▸ What you will do
A) Answer these questions about the article on Section 21 evictions, one per line:
(i) What position does Dan Wilson Craw hold?
(ii) What share of the recent rise in evictions does the Joseph Rowntree Foundation attribute to the "no fault" process?
(iii) To whom did Alan Ward address his open letter?
B) Rewrite the passage of the article on Section 21 evictions from "Homelessness charities have" to "1950s and 60s.", swapping "Homelessness charities" for "Housing campaigners".
C) Carry on the article on Section 21 evictions from where it stops.

▸ Selected excerpt
A row has erupted over figures produced by a Joseph Rowntree Foundation report, claiming that landlords are evicting tenants without good reason.
Writing in The Guardian Newspaper, Dan Wilson Craw, Director of Generation Rent, blames the “no fault” Section 21 eviction process for a rise in tenant evictions:
“Unfortunately, there is no official explanation for this [the rise in evictions], because private landlords don’t need to give a reason when they ask tenants to leave… [The] Joseph Rowntree Foundation attributes 80% of the recent rise in evictions to this “no fault” process.
“This process is enshrined under section 21 of the Housing Act 1988. The other eviction route is section 8, where evidence of a breach of the tenancy is required. Section 21 evictions are therefore easier,” writes Mr Craw.
Homelessness charities have long campaigned for the abolition of the no fault section 21 eviction process, introduced in the Housing Act 1988, a mechanism which many argue was the salvation of the PRS in the UK, which had dwindled to almost nothing following the Rent Acts of the 1950s and 60s.
Following its publication, the JFR report has caused alarm and anger among the landlord community, especially as the social landlord aspect of the private rented sector (PRS), housing mainly low income tenants, is a relatively small proportion of the industry as a whole, and because the vast majority of landlords want to encourage good tenants to stay as long as they want to.
In response, the RLA chairman Alan Ward has written an open letter to new JRF CEO, Campbell Robb (formerly CEO of Shelter), asking him to explain how he came to the conclusion that the number of evictions was greater in the PRS than in the social sector, when official figures recently produced by the Ministry of Justice clearly show the exact opposite to be true?
Mr Ward writes:
“…Whilst the RLA is well aware of the impact of recent welfare reforms, we are seriously concerned about the potentially misleading and distorted presentation of official statistics on repossessions. I should therefore welcome an early response to a number of questions.

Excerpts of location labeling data
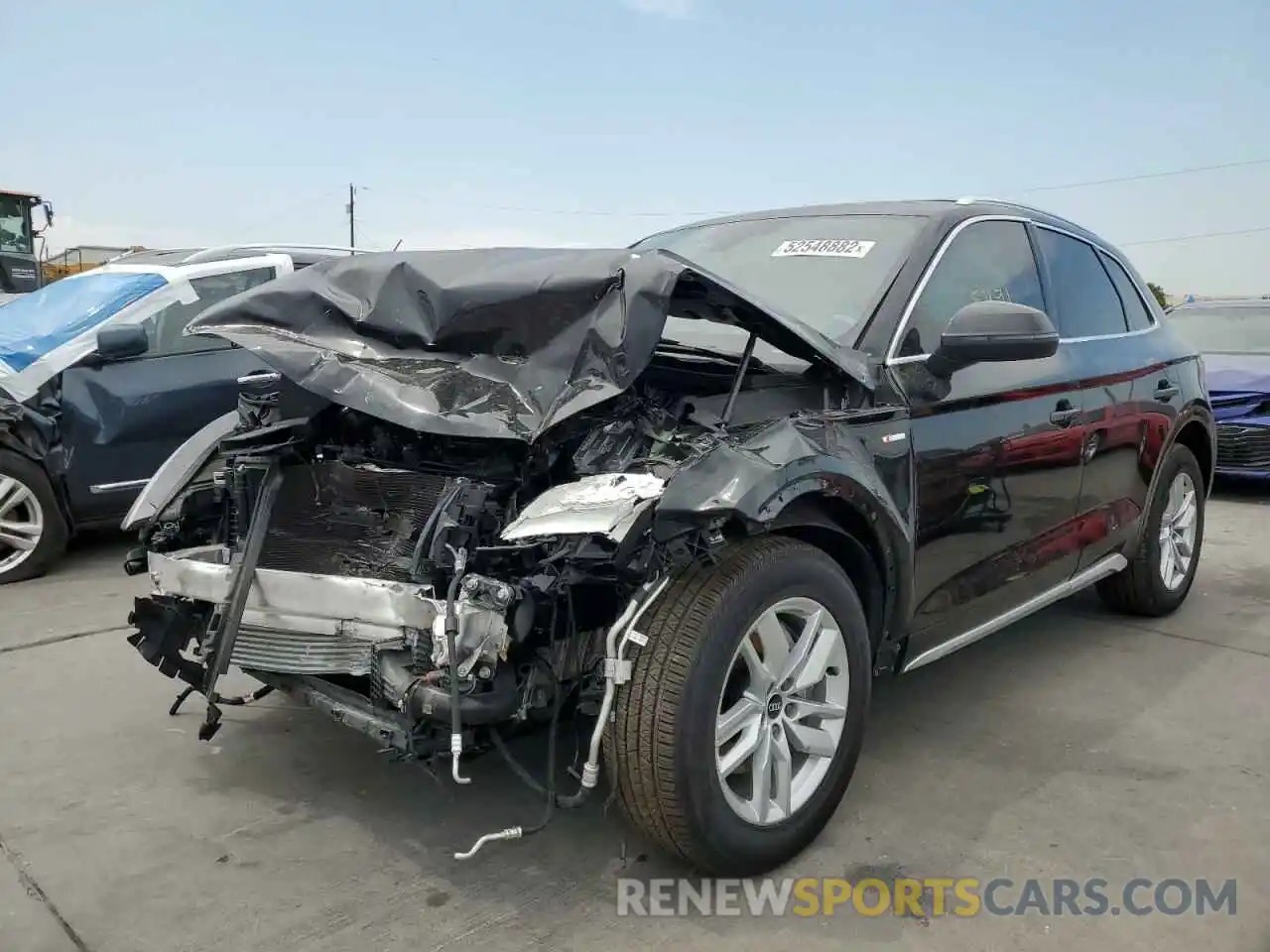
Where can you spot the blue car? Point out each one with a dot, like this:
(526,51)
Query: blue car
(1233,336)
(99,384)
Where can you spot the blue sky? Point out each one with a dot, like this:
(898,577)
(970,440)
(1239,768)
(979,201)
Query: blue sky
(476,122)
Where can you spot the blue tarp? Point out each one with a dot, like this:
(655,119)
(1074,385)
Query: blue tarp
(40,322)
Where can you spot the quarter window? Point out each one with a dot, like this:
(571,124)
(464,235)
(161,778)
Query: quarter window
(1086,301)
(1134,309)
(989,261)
---
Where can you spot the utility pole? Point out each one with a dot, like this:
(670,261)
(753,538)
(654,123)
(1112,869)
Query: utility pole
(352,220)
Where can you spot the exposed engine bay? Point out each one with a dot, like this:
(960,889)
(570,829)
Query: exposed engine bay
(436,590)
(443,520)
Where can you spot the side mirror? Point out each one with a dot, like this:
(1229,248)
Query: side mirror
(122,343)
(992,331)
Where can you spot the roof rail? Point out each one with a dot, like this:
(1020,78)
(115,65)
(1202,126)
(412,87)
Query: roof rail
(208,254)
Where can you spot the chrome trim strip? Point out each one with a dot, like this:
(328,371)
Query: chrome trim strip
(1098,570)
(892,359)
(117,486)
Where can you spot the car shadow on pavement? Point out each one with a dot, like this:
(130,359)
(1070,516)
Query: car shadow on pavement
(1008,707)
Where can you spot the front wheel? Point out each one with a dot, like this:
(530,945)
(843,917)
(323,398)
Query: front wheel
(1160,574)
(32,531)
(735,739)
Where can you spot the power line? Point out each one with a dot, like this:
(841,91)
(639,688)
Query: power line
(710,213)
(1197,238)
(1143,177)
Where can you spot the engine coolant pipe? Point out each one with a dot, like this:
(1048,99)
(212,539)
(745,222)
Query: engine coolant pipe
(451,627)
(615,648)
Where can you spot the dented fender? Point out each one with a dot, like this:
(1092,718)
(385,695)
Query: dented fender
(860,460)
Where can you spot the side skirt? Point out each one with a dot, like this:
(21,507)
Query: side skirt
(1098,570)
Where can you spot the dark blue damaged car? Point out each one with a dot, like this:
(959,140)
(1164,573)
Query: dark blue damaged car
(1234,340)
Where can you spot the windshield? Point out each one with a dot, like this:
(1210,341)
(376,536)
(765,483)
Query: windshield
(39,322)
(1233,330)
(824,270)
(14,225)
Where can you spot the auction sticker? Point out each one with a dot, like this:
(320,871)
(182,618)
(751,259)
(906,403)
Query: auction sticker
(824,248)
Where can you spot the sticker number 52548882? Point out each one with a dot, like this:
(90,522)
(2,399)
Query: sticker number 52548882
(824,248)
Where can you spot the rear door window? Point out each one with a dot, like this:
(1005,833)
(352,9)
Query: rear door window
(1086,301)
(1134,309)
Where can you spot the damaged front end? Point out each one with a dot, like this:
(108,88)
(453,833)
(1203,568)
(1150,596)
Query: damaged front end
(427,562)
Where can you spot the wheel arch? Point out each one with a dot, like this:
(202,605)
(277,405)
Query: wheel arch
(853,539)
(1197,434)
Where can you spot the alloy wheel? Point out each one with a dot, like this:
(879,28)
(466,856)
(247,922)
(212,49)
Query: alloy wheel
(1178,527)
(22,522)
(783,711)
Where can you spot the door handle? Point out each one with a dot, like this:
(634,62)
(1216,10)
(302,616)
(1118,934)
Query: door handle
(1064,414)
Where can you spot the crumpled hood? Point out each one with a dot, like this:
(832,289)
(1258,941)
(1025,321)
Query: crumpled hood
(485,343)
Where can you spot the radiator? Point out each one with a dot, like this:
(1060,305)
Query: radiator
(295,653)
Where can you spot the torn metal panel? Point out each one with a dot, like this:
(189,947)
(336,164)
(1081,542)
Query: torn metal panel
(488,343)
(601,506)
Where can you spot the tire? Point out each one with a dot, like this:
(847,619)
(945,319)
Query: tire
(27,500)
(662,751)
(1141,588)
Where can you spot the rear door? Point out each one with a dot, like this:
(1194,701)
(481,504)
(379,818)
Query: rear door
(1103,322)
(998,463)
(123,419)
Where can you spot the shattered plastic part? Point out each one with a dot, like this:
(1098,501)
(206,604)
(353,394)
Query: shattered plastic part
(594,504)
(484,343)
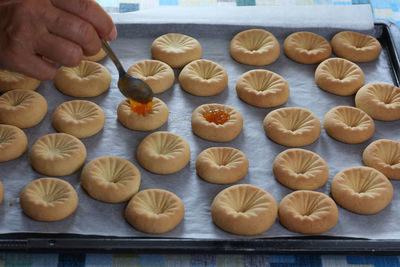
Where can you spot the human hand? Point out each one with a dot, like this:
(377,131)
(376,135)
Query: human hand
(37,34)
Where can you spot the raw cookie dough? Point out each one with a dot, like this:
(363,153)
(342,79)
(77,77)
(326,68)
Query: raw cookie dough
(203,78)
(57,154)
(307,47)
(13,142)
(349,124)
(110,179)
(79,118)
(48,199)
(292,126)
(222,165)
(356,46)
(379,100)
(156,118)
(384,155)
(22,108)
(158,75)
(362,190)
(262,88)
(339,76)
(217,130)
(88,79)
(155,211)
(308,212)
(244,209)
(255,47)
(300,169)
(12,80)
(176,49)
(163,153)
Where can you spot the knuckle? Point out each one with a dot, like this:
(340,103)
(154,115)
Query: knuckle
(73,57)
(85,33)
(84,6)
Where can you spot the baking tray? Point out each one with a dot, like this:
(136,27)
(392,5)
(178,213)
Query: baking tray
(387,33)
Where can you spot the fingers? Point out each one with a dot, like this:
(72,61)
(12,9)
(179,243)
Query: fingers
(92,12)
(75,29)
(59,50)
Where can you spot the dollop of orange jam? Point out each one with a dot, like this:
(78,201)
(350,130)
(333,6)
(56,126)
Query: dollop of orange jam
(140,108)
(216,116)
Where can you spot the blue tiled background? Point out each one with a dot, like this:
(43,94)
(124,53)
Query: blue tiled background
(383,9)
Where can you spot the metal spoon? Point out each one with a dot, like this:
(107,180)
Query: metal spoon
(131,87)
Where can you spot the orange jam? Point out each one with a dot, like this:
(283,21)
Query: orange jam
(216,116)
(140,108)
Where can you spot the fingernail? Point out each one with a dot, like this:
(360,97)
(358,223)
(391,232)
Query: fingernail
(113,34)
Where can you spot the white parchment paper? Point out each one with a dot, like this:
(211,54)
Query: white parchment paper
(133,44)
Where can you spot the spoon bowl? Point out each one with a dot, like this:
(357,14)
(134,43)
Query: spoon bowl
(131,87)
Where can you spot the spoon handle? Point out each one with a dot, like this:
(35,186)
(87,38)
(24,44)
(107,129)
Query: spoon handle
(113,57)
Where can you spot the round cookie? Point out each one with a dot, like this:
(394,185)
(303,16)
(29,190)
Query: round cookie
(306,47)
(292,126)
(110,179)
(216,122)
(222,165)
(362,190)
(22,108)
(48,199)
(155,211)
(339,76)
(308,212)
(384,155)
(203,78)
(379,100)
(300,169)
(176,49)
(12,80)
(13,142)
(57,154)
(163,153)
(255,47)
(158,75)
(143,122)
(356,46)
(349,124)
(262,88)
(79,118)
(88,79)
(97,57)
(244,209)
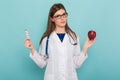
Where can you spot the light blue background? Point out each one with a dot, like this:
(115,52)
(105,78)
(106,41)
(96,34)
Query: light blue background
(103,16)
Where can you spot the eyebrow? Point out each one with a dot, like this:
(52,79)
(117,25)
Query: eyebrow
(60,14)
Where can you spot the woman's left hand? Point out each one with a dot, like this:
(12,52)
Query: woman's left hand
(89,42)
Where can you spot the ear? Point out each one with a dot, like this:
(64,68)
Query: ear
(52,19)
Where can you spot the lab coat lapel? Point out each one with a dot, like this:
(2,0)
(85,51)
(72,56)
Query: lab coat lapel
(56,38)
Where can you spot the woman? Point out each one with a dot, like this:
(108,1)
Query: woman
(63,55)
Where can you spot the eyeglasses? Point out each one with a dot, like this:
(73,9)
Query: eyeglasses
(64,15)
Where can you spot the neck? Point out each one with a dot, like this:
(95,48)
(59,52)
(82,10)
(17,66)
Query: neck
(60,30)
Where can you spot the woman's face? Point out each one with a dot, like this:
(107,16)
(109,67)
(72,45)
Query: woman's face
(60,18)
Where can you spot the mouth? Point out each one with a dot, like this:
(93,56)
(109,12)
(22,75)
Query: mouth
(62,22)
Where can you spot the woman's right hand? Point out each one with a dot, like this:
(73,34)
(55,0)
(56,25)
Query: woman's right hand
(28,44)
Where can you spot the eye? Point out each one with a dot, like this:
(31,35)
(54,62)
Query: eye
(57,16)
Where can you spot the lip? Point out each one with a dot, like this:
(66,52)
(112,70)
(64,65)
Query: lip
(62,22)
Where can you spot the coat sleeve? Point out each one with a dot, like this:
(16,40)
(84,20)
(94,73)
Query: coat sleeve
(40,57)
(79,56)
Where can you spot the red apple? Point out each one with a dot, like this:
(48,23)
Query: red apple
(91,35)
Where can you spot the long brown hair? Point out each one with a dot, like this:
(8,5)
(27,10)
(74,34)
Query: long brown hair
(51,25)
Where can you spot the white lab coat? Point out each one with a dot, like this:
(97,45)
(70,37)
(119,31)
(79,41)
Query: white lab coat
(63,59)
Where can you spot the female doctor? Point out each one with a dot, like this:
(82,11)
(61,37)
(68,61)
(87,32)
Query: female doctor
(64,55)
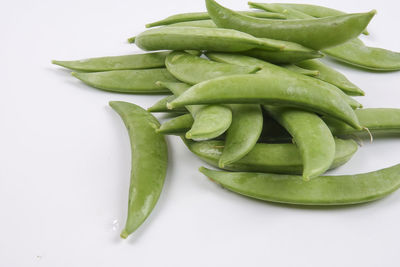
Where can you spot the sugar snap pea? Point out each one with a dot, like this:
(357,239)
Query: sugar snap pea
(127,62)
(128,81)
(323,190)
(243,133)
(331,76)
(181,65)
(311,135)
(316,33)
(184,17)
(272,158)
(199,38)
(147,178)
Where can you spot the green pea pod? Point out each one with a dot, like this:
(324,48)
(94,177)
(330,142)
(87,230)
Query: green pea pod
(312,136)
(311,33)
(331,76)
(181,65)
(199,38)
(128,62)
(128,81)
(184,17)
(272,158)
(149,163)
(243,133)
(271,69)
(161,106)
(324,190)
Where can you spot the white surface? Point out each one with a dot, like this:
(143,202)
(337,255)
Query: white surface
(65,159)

▸ The replies
A)
(i) Director of Generation Rent
(ii) 80%
(iii) Campbell Robb, the new JRF CEO

B)
Housing campaigners have long campaigned for the abolition of the no fault section 21 eviction process, introduced in the Housing Act 1988, a mechanism which many argue was the salvation of the PRS in the UK, which had dwindled to almost nothing following the Rent Acts of the 1950s and 60s.

C)
The report notes that “the number of tenants evicted by private landlords exceeded the number evicted by social landlords for the first time in 2014.”
As you know, the Ministry of Justice’s Mortgage and Landlord Possession Statistics break landlord possessions into three groups:
- Social landlord repossessions;
- Private landlord repossessions; and
- Possessions using the accelerated procedure which can be used by both private and social sector landlords. The Ministry of Justice data does not distinguish between which types of landlord use the accelerated procedure.
Table 7 of the Ministry of Justice’s January-March 2017 mortgage and landlord possession statistics show the number of landlord possession claims in the county courts of England and Wales by type of procedure and landlord. Since 2014, the results have been as follows.
|Accelerated||Private||Social||Total Claims Issued|
|Q1 2017 (p)||7,716||5,460||22,012||35,188|
These results clearly show that in every year since 2014 social sector landlords have made more claims to repossess a property than private sector landlords.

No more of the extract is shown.